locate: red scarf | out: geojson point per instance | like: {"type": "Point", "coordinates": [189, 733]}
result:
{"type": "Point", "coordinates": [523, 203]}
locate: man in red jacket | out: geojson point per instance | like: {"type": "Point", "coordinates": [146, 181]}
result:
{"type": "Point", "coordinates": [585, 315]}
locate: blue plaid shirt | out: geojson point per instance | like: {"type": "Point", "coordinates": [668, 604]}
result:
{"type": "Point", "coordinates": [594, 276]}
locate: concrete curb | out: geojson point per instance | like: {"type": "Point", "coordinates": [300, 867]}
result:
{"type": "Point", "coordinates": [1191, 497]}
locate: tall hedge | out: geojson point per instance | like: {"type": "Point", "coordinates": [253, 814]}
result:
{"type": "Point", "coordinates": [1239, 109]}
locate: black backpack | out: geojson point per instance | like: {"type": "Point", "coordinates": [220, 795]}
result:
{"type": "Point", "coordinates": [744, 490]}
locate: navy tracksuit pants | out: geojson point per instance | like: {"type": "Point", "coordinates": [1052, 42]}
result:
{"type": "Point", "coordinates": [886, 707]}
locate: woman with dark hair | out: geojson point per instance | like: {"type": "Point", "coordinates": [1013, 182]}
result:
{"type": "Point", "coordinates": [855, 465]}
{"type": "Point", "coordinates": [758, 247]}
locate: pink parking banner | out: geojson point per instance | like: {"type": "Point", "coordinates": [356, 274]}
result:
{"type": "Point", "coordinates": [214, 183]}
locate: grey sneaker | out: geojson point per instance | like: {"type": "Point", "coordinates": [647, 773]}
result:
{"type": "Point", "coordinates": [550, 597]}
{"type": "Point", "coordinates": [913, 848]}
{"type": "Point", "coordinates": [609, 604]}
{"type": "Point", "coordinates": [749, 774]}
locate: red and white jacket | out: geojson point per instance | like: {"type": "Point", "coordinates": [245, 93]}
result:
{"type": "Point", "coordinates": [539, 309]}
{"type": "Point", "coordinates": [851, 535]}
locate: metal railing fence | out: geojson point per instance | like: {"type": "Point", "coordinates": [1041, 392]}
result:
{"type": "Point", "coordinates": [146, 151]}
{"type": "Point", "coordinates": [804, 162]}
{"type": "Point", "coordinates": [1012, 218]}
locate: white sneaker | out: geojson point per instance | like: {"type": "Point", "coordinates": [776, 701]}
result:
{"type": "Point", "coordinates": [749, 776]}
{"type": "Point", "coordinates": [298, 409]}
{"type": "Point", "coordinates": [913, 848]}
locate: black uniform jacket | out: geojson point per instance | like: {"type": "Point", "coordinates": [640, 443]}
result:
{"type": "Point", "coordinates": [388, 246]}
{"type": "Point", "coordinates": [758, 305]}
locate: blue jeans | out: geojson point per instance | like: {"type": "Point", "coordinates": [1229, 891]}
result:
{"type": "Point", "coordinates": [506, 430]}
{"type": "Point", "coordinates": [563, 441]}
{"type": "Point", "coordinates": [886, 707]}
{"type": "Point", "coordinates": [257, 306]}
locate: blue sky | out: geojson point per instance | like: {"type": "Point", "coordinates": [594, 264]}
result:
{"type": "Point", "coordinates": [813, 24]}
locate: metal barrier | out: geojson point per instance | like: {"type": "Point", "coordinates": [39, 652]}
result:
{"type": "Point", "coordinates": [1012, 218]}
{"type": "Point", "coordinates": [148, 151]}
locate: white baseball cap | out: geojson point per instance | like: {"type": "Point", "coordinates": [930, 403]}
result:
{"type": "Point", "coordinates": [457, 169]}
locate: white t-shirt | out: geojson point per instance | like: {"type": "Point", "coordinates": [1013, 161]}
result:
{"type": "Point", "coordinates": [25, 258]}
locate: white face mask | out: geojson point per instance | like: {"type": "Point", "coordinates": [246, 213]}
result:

**Exercise brief**
The lines to report are those in the material above that contain the word "black"; copy every one of them.

**Expected answer**
locate: black backpack | out: geojson point per instance | like: {"type": "Point", "coordinates": [220, 795]}
locate: black uniform jacket | out: geojson point per instance | like: {"type": "Point", "coordinates": [640, 443]}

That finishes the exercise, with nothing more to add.